**Stated task:**
Transcribe the full listing exactly, and drop every picture.

**The input:**
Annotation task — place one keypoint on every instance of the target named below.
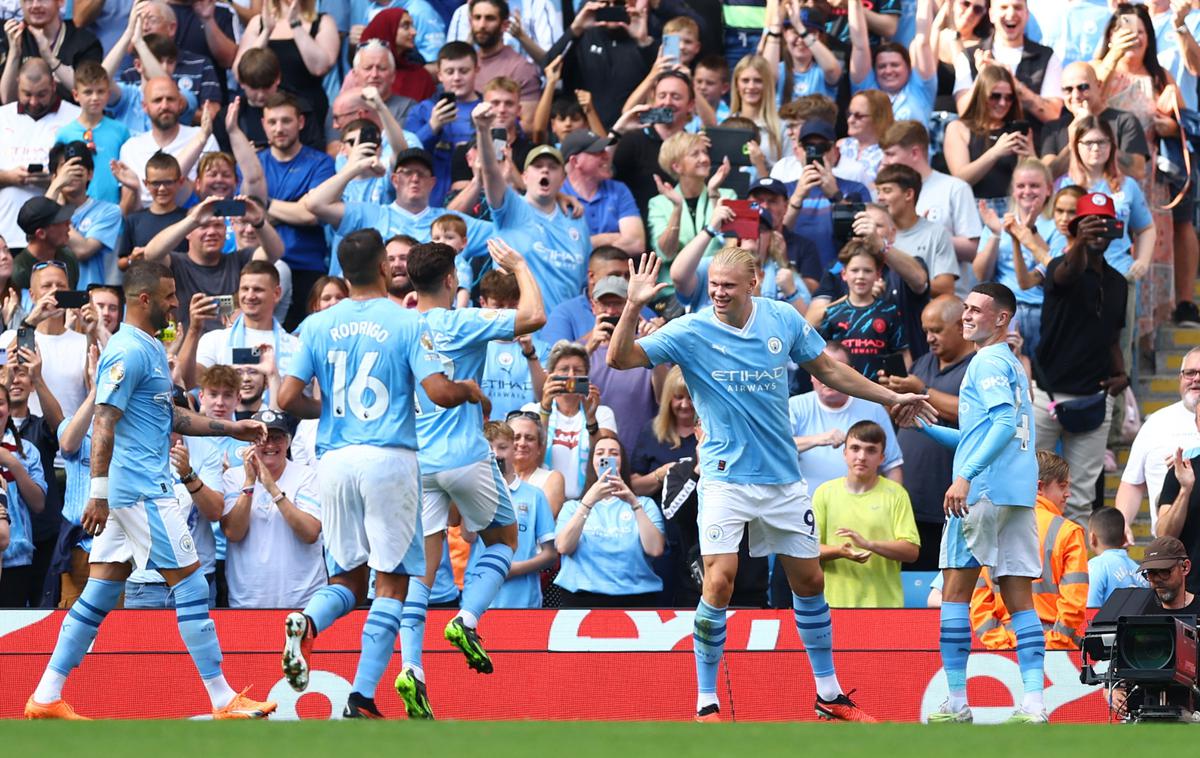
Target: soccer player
(735, 359)
(457, 464)
(990, 504)
(132, 512)
(367, 354)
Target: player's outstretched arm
(844, 378)
(643, 288)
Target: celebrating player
(456, 461)
(132, 510)
(990, 504)
(367, 355)
(735, 359)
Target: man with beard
(496, 59)
(292, 169)
(163, 104)
(27, 132)
(411, 214)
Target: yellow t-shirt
(882, 513)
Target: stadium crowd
(877, 161)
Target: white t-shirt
(1164, 432)
(137, 150)
(1009, 58)
(271, 567)
(564, 444)
(24, 140)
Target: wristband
(99, 489)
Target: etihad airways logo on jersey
(370, 330)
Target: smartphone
(616, 13)
(25, 340)
(499, 142)
(229, 208)
(657, 115)
(671, 47)
(607, 465)
(71, 298)
(369, 133)
(225, 306)
(244, 356)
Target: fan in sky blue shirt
(738, 383)
(454, 437)
(610, 558)
(133, 377)
(556, 246)
(367, 356)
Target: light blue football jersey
(367, 356)
(995, 378)
(738, 381)
(135, 378)
(454, 437)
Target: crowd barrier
(550, 665)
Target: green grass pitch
(180, 739)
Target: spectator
(535, 529)
(95, 224)
(1111, 569)
(984, 145)
(1083, 97)
(1036, 70)
(273, 522)
(868, 325)
(292, 170)
(864, 525)
(810, 208)
(27, 132)
(529, 453)
(609, 205)
(47, 227)
(606, 555)
(558, 245)
(820, 420)
(305, 44)
(943, 199)
(1061, 595)
(573, 417)
(66, 348)
(907, 76)
(666, 438)
(939, 374)
(513, 374)
(103, 136)
(203, 269)
(163, 104)
(1163, 432)
(43, 35)
(1079, 356)
(25, 498)
(1029, 229)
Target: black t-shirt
(142, 226)
(1080, 320)
(78, 44)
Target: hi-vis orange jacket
(1060, 595)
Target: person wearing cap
(771, 194)
(271, 519)
(1079, 356)
(555, 245)
(609, 205)
(46, 227)
(411, 214)
(810, 208)
(96, 224)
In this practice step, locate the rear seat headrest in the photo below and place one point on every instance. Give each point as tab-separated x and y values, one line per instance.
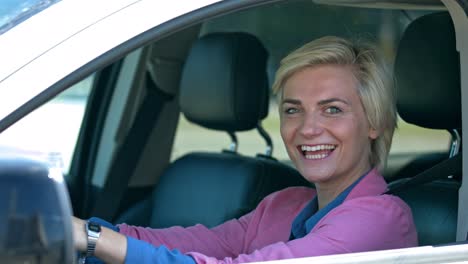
224	83
427	71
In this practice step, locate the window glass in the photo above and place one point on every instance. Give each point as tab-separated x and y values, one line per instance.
54	127
410	138
13	12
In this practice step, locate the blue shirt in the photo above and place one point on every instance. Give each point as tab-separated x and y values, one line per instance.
142	252
310	215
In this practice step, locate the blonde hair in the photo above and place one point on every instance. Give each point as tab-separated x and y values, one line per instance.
375	88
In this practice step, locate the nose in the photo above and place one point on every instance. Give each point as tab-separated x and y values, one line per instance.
311	126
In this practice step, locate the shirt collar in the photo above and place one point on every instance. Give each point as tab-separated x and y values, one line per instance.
371	183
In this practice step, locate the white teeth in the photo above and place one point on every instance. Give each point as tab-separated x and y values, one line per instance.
317	156
316	147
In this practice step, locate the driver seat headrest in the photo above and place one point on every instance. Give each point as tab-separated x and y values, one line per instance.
224	83
427	72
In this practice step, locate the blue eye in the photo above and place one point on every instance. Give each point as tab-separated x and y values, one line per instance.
333	110
291	110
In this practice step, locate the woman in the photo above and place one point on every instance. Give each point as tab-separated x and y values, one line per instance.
337	114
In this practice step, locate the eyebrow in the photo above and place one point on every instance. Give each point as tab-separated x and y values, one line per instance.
322	102
331	100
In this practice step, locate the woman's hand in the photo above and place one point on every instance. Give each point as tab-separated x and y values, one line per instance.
79	234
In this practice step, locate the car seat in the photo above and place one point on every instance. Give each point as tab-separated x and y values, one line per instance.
428	90
224	88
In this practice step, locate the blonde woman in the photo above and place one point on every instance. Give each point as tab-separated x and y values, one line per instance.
337	113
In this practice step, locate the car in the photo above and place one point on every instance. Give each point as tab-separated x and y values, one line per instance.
139	110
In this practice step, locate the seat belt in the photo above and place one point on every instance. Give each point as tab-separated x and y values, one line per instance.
128	155
450	166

**Completed exercise:**
Annotation task — place one keypoint on every instance of the target named below.
Target: soccer player
(735, 359)
(457, 464)
(990, 504)
(132, 512)
(367, 354)
Target: player's outstretched arm
(844, 378)
(643, 288)
Target: celebrating player
(456, 461)
(132, 510)
(990, 504)
(367, 355)
(735, 359)
Target: man with beard
(496, 59)
(292, 169)
(163, 104)
(27, 132)
(411, 214)
Target: yellow t-shirt
(882, 513)
Target: stadium crowd
(877, 161)
Target: white t-shirt
(1164, 432)
(137, 150)
(1009, 58)
(271, 567)
(564, 444)
(24, 140)
Target: wristband
(99, 489)
Target: etihad airways logo on jersey
(370, 330)
Target: smartphone
(616, 13)
(25, 340)
(499, 142)
(229, 208)
(657, 115)
(671, 47)
(607, 465)
(71, 298)
(369, 133)
(225, 306)
(244, 356)
Target: fan in sky blue shirt
(738, 383)
(454, 437)
(610, 558)
(133, 377)
(556, 246)
(367, 356)
Target: light blue football jersey
(367, 356)
(995, 378)
(738, 381)
(135, 378)
(454, 437)
Target: crowd barrier
(550, 665)
Target: green grass pitch
(180, 739)
Target: spectator
(535, 529)
(95, 224)
(1111, 569)
(984, 145)
(1083, 97)
(1036, 70)
(273, 522)
(868, 325)
(292, 170)
(864, 525)
(810, 208)
(27, 132)
(529, 453)
(609, 205)
(47, 227)
(606, 555)
(558, 245)
(820, 420)
(305, 44)
(943, 199)
(1061, 595)
(573, 417)
(66, 348)
(907, 76)
(666, 438)
(939, 374)
(513, 374)
(103, 136)
(203, 269)
(163, 104)
(1163, 432)
(43, 35)
(1079, 356)
(25, 498)
(1029, 229)
Target: black t-shirt
(142, 226)
(1080, 320)
(78, 44)
Target: hi-vis orange jacket
(1060, 595)
Target: person wearing cap
(771, 194)
(271, 519)
(1079, 356)
(555, 245)
(609, 205)
(46, 227)
(411, 214)
(810, 208)
(96, 224)
In this practice step, locate the rear seat headrest in the photo below and place one point on every instance. Give each point as tab-separated x and y values, one line per instance.
224	83
427	71
In this practice step, locate the window glass in the photo above and place one point on every instance. Give each point as tab-separated x and y values, one line per instance.
54	127
410	138
13	12
In this practice step, locate the blue shirt in the photo above and place one point on every instance. Give each point as tab-separated x and y values, one line per instance.
142	252
310	215
In this practice step, locate the blonde hair in the photo above and place one point on every instance. Give each point as tab-separated x and y values, one line per instance.
375	88
In this practice step, locate the nose in the photo above and place one point on every instance. Give each point as tab-separated x and y values, one line per instance.
311	126
In this practice step, locate the shirt collar in the photo above and place one point on every instance. Give each point as tab-separated x and y values, one line per instance.
371	183
In this practice step, locate the white teeth in the photo above and place one point on every instance. Give each point as tab-separated x and y values, one line per instance.
317	156
316	147
In this practice step, locate the driver seat headrest in the photo above and place one point on every instance. Give each point as tab-separated x and y values, one line per instance.
224	83
427	72
In this practice step, locate the blue eye in the photo above and place one point on every instance. Give each point as tab-separated x and y values, one line per instance.
333	110
291	110
In this practice step, locate the woman in the photo above and place one point on every instance. Give each point as tab-separated x and y values, one line per instance.
337	114
In this practice step, locate the eyebrow in the photo above and place one point on every instance. Give each point as tab-separated x and y values, one line per instance.
322	102
331	100
In this practice step, locate the woman's hand in the photo above and place one point on every instance. Give each point as tab-separated x and y values, one line per instance.
79	234
In this practice step, locate the car seat in the photo above and place one point on every instance. Give each point as tab-separated x and y values, one line per instance.
428	90
224	88
In this practice step, locate the blonde woman in the photo above and place one point on every instance. Give each point as tab-separated x and y values, one line per instance.
337	113
In this practice step, locate the car in the photo above and place one point on every instance. Give each point as tab-separated x and y values, one line per instance.
139	110
In this practice step, locate the seat belt in the photo above and place one point on every instance. Give each point as tab-separated x and y values, one line per instance.
128	155
450	166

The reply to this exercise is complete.